HOW TO COMPLETE THIS TASK: Omit the images, then print each record below exactly as it reads.

Photo-based referring expression data:
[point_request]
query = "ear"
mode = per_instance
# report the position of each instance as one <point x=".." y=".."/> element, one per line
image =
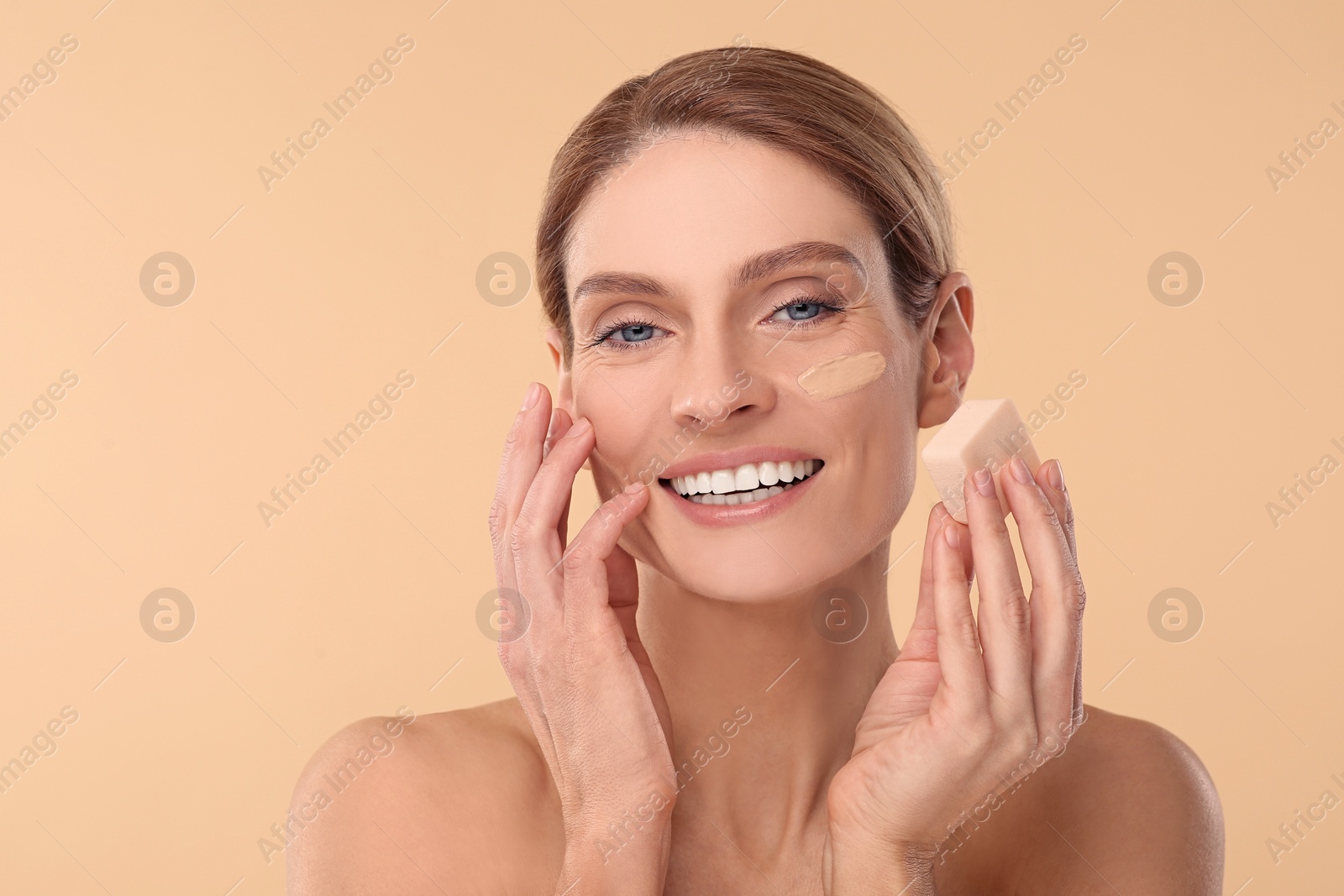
<point x="947" y="349"/>
<point x="564" y="382"/>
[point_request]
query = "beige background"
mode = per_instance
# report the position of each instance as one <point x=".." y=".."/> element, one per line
<point x="360" y="264"/>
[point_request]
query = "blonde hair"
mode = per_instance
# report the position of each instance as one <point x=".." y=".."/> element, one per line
<point x="780" y="98"/>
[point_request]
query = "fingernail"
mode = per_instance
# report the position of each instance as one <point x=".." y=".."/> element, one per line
<point x="1057" y="476"/>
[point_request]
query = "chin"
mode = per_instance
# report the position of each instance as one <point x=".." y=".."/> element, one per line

REPLY TO THE EXERCISE:
[point_request]
query = "ear"
mode = per_instance
# report the position of each instance as one <point x=".." y=".."/> element, one per line
image =
<point x="947" y="349"/>
<point x="564" y="382"/>
[point_request]
query = "beige background"
mode = per_instance
# report the position of each instance as one <point x=".." y=".."/> element, one per line
<point x="360" y="264"/>
[point_request]
query = "blonde hair"
mode = per_instance
# report the position of each instance as one <point x=".." y=".."/> element, one per line
<point x="780" y="98"/>
[point_request]
query = "fingernail"
mode = per_instance
# report the position of each instance as one <point x=".." y=".."/> element, one per line
<point x="1057" y="476"/>
[point_request]
query = "chin"
mode = per_instance
# report the position of each instance as one <point x=".." y=".."/> element, one per line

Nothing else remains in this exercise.